- [Entries provided]:
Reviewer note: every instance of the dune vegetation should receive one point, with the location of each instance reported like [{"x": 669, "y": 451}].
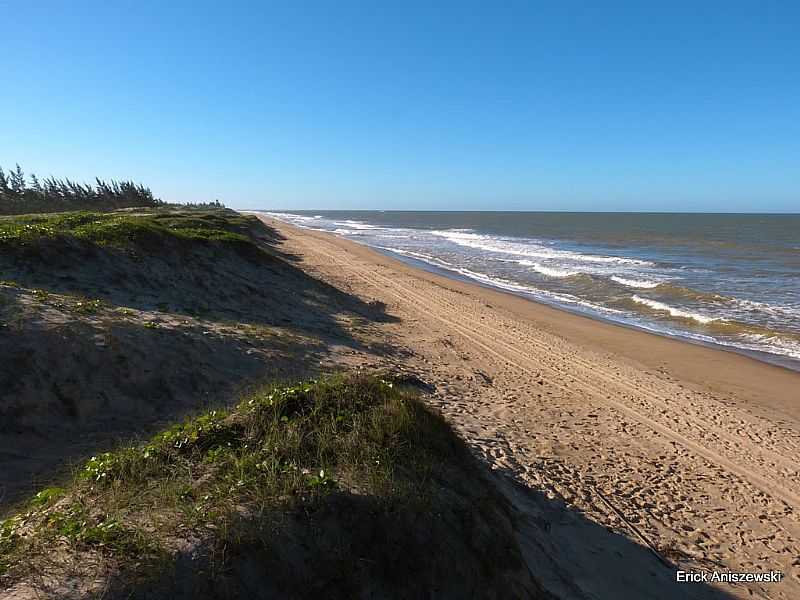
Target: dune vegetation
[
  {"x": 343, "y": 485},
  {"x": 333, "y": 486}
]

- [Task brief]:
Repeat the entries word for word and skip the pictures.

- [Finished task]:
Reviewer note: every instance of the dune vegetation should receive one point, with the location of each instance reported like [{"x": 669, "y": 451}].
Target: dune vegetation
[
  {"x": 343, "y": 485},
  {"x": 333, "y": 486}
]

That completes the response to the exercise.